++++ Dataset excerpts ++++

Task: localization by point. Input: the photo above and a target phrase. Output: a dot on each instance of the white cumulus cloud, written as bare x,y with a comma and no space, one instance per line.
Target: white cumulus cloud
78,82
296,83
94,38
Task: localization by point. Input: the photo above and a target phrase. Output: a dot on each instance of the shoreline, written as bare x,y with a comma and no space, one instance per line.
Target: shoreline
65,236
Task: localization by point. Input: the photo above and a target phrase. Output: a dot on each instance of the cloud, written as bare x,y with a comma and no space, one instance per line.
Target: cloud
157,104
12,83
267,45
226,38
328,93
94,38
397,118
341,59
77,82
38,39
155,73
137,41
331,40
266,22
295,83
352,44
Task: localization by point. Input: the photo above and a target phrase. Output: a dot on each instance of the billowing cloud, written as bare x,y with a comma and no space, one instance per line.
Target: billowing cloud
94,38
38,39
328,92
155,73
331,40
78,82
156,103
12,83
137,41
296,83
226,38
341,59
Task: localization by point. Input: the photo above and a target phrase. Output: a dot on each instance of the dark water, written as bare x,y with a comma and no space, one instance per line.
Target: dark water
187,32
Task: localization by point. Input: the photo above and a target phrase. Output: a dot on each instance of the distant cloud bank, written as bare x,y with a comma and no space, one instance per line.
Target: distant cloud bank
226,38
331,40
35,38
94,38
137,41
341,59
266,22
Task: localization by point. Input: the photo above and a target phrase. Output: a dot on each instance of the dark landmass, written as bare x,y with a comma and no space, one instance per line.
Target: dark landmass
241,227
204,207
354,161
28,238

++++
++++ Dataset excerpts ++++

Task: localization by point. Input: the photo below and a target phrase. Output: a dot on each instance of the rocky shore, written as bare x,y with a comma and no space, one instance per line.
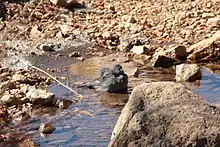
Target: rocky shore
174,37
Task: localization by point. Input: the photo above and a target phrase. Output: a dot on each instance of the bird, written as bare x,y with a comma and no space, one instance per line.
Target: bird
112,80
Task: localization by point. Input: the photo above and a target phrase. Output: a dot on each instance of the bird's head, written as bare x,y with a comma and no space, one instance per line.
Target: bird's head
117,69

++++
++++ Dataset excerpts ++++

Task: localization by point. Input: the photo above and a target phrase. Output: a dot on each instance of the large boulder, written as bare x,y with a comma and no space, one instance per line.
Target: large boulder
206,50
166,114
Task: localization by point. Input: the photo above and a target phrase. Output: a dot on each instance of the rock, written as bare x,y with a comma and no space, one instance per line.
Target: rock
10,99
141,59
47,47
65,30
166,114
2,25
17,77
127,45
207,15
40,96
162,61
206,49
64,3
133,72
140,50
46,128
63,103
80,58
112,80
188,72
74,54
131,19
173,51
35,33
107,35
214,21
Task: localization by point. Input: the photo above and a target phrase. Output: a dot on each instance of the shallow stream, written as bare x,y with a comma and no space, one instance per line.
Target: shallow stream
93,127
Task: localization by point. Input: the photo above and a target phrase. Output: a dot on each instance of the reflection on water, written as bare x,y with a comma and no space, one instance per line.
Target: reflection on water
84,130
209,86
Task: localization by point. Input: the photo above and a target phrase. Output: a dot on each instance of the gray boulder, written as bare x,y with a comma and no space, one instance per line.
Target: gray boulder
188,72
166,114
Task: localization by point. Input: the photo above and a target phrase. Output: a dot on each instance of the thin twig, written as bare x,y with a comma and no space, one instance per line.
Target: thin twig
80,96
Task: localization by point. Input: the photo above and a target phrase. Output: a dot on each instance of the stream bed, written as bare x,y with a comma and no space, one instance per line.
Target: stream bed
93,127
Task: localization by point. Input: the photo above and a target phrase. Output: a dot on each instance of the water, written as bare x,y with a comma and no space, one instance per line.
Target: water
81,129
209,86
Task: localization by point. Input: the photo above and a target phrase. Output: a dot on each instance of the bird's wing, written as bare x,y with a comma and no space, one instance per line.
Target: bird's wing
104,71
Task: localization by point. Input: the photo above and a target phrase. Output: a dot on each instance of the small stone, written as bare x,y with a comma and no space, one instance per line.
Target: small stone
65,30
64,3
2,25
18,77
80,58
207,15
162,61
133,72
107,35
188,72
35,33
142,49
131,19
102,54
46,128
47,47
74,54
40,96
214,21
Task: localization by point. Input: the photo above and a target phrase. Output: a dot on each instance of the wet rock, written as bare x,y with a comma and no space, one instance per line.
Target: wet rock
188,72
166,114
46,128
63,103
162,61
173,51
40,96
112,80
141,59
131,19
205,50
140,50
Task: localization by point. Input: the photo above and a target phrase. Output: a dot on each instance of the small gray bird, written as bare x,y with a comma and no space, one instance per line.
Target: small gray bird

++++

Present the records from the line containing "of the thin" through the line containing "Target: small gray bird", both included, as a numbered list with blank lines left out.

**Reply:**
1. Task: localization by point. Input: the photo above and a target phrase. Output: a dot on each instance of the thin twig, written as bare x,y with a comma and no space, one instance per line.
2. Target: thin twig
3. 80,96
4. Task: localization by point. Input: the photo above and a target phrase. Output: a dot on each instance of the stream bed, written as bare x,y with a comma and no space, one instance per line.
5. Target: stream bed
6. 93,127
7. Task: localization by point. Input: the photo above and a target phrase. Output: a dot on each instance of the water, written as bare x,y with a comma and no space, one instance per line.
8. Target: water
9. 81,129
10. 209,86
11. Task: localization by point. Input: the photo above and a target phrase. Output: a dot on each instance of the bird's wing, written as bare x,y with a comma and no space, one instance per line.
12. Target: bird's wing
13. 104,71
14. Task: localization by point. Input: the photo above and a target phrase. Output: a dot on each instance of the small stone, written as bare x,y with a comma and no space, one instance per line.
15. Target: small stone
16. 65,30
17. 64,3
18. 2,25
19. 18,77
20. 80,58
21. 207,15
22. 162,61
23. 133,72
24. 107,35
25. 188,72
26. 35,33
27. 142,49
28. 131,19
29. 102,54
30. 46,128
31. 47,47
32. 74,54
33. 40,96
34. 214,21
35. Task: localization by point. Input: the photo above and a target phrase. Output: a dot on each instance of the wet rock, written as bare x,y with a comma and no space, one instance per line.
36. Target: wet rock
37. 188,72
38. 166,114
39. 46,128
40. 63,103
41. 162,61
42. 173,51
43. 40,96
44. 112,80
45. 141,59
46. 131,19
47. 205,50
48. 140,50
49. Task: localization by point. Input: the photo above and a target phrase. Output: a dot on each instance of the small gray bird, written as bare x,y with a comma and no space, one instance per line.
50. Target: small gray bird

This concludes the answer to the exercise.